For classification, predicting $\hat{y} = w^T x + b$ produces a real number, not a class. Logistic regression modifies linear regression to produce probabilities.

The sigmoid function maps any real number to (0, 1):

\sigma(z) = \frac{1}{1 + e^{-z}}

Logistic regression's prediction:

P(y = 1 \mid x) = \sigma(w^T x + b)

The probability of the positive class. The decision rule is "predict 1 if $P > 0.5$ " (which is equivalent to "predict 1 if $w^T x + b > 0$ ").

Logistic regression is fitted by maximum likelihood — find $w$ and $b$ that maximise the probability of the training labels under the model. Equivalently, minimise the cross-entropy loss:

\text{Loss} = -\sum_{i=1}^{n} [y_i \log \hat{p}_i + (1 - y_i) \log (1 - \hat{p}_i)]

No closed-form solution exists; logistic regression is fit with gradient descent or its variants (Chapter 4 covers gradient descent in detail).

The perceptron

The perceptron is the simplest neural network — a single linear-threshold unit that computes a weighted sum of its inputs, applies a step function, and outputs a binary classification, trained by the perceptron learning rule that adjusts weights based on misclassifications.

Frank Rosenblatt introduced the perceptron in 1957. It is the historical ancestor of all modern neural networks.

Items drawn from a data source
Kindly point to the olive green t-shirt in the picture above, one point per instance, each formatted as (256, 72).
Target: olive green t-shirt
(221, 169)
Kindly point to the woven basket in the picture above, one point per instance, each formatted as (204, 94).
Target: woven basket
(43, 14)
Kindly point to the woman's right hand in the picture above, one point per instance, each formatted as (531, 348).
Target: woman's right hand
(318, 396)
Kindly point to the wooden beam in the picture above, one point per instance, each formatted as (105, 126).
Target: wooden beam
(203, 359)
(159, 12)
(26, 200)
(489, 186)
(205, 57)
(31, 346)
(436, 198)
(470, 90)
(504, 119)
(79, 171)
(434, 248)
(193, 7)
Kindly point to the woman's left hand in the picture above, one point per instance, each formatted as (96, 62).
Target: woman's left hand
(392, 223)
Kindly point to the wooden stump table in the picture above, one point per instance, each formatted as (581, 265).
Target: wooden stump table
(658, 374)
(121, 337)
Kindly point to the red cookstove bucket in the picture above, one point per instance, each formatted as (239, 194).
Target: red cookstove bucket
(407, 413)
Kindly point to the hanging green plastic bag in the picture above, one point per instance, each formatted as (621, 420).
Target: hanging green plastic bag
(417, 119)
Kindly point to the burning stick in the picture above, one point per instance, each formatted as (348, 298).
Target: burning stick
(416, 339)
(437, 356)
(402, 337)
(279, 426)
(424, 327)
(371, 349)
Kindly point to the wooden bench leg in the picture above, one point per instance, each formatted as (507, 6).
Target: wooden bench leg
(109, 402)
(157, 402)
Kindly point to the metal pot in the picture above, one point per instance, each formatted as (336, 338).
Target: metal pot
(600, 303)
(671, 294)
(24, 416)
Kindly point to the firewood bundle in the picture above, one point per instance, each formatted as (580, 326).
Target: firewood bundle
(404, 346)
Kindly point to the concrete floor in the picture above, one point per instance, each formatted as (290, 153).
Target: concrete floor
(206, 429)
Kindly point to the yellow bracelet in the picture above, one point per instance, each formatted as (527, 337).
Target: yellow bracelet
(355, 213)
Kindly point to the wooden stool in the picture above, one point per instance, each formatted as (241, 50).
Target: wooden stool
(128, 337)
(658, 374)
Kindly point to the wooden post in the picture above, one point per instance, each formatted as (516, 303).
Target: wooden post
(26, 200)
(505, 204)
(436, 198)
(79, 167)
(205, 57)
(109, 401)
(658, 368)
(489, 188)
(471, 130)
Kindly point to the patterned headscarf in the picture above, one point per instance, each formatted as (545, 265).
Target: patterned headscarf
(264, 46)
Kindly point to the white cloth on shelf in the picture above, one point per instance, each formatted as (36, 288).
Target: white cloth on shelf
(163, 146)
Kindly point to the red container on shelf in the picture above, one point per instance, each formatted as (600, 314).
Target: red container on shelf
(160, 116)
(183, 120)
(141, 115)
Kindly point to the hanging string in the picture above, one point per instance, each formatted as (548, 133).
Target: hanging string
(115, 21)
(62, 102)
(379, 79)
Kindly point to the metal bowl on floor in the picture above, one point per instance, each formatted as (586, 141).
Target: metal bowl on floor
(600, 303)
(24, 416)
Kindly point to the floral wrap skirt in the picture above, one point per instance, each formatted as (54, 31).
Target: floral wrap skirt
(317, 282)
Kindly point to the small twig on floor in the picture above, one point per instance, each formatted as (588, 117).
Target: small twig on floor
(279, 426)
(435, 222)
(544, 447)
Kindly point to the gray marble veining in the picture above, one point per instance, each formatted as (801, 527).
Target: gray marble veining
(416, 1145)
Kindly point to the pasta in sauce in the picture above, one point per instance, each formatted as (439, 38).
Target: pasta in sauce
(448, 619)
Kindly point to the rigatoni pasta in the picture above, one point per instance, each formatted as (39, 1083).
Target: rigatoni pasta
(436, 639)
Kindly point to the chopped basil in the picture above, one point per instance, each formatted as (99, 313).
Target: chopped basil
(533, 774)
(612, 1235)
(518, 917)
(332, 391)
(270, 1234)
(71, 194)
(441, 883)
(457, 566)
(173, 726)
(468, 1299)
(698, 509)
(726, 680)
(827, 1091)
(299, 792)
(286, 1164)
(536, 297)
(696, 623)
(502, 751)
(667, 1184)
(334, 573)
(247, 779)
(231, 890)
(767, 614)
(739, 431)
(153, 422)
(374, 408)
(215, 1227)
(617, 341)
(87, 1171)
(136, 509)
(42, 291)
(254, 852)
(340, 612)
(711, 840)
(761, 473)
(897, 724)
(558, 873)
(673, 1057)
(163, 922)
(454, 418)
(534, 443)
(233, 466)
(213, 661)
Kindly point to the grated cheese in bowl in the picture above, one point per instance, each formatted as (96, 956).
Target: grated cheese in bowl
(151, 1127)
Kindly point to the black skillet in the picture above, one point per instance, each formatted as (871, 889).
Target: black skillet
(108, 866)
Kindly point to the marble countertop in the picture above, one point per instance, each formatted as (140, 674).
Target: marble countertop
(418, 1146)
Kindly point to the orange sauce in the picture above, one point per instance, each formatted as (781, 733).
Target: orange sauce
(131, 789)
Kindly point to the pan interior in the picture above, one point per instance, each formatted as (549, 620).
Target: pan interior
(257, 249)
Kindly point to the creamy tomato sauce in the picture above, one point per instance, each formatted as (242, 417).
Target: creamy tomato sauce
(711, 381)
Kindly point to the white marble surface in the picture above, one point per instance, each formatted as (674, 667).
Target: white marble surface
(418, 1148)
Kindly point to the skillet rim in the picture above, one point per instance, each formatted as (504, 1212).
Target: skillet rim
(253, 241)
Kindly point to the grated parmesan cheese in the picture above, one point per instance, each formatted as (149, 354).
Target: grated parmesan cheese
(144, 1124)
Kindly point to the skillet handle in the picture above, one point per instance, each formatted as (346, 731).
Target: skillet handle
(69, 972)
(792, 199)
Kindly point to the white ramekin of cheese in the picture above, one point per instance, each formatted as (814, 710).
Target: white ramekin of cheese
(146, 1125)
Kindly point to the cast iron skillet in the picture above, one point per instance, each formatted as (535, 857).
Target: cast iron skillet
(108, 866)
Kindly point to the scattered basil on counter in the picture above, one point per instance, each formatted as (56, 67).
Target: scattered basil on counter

### TASK SET
A - Summarize the text on logistic regression and the perceptron in two sentences.
B - In the text on logistic regression and the perceptron, what year was the perceptron introduced?
C - Pick up the text on logistic regression and the perceptron after its final sentence and keep writing.

### RESPONSES TO THE TASKS
A - Logistic regression adapts linear regression for classification by passing w^T x + b through the sigmoid function to give the probability of the positive class. It is fitted by maximum likelihood, equivalently by minimizing cross-entropy loss with gradient descent since no closed-form solution exists, while the perceptron, introduced by Frank Rosenblatt in 1957, is the simplest neural network: a single linear-threshold unit that applies a step function to a weighted sum of its inputs and is trained by adjusting weights on misclassifications.

B - 1957

C -
The perceptron's prediction:

\hat{y} = \begin{cases} +1 & \text{if } w^T x + b > 0 \\ -1 & \text{otherwise} \end{cases}

The decision boundary is a hyperplane. The perceptron is a binary linear classifier.

The perceptron learning rule

The perceptron is trained by going through the training examples one at a time. For each example $(x_i, y_i)$ where $y_i \in \{+1, -1\}$ :

Compute the prediction $\hat{y}_i = \text{sign}(w^T x_i + b)$ .
If $\hat{y}_i = y_i$ (correct), do nothing.
If $\hat{y}_i \neq y_i$ (wrong), update: $w \leftarrow w + \eta y_i x_i$ $b \leftarrow b + \eta y_i$

where $\eta$ is the learning rate (a small positive number, often 0.01 to 1).

Intuitively: if the perceptron makes a mistake, push the weights in the direction of the correct answer — add $x_i$ to $w$ if $y_i = +1$ , subtract if $y_i = -1$ .

The perceptron convergence theorem

If the training data is linearly separable — there exists a hyperplane that classifies every training example correctly — then the perceptron learning rule is guaranteed to find such a hyperplane in a finite number of steps.

The proof: each mistake makes the weight vector $w$ point a little more in the direction of a separating hyperplane. The number of mistakes is bounded by $\left(\frac{R}{\gamma}\right)^2$ where $R$ is the maximum norm of any training example and $\gamma$ is the margin (the minimum distance from any example to the separating hyperplane).

If the data is not linearly separable, the perceptron does not converge — it keeps oscillating forever, with the weight vector wandering around.

The XOR problem and the perceptron's limit

The XOR function:

$x_1$	$x_2$	$y$
0	0	0
0	1	1
1	0	1
1	1	0

No single line can separate the points where $y = 1$ from the points where $y = 0$ . The (0,1) and (1,0) points are positive; the (0,0) and (1,1) points are negative. The positives lie on a diagonal; the negatives on the other diagonal.

A single perceptron cannot solve XOR. Minsky and Papert showed this in 1969, and the result helped trigger the first AI winter.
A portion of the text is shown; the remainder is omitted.